Required work → Render every line of the data below as a Markdown table with the columns "Row" and "Content," numbering each line and skipping blank lines. Omit the pictures from the table.

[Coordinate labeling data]
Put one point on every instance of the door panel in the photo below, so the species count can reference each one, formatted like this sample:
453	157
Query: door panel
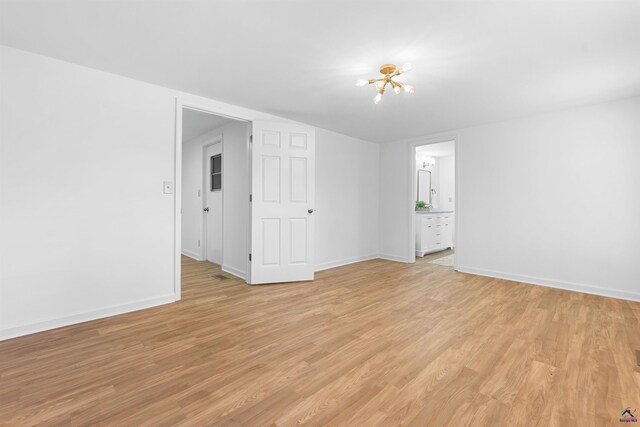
283	194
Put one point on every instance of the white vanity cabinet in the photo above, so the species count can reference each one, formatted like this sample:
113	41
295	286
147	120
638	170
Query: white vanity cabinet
434	232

Output for this task →
| Row | Content |
|---|---|
| 1 | Put one point on every instance of the door panel in the photo below, so the species count can reference each one, formatted like this sample: |
| 2 | 453	157 |
| 3 | Query: door panel |
| 4 | 283	194 |
| 5 | Put one point on every instance of the white vanity cabinet in the photo above, so the species count can reference each one, formatted like this sample: |
| 6 | 113	41 |
| 7 | 295	286 |
| 8 | 147	120 |
| 9 | 638	170 |
| 10 | Query: white vanity cabinet |
| 11 | 434	232 |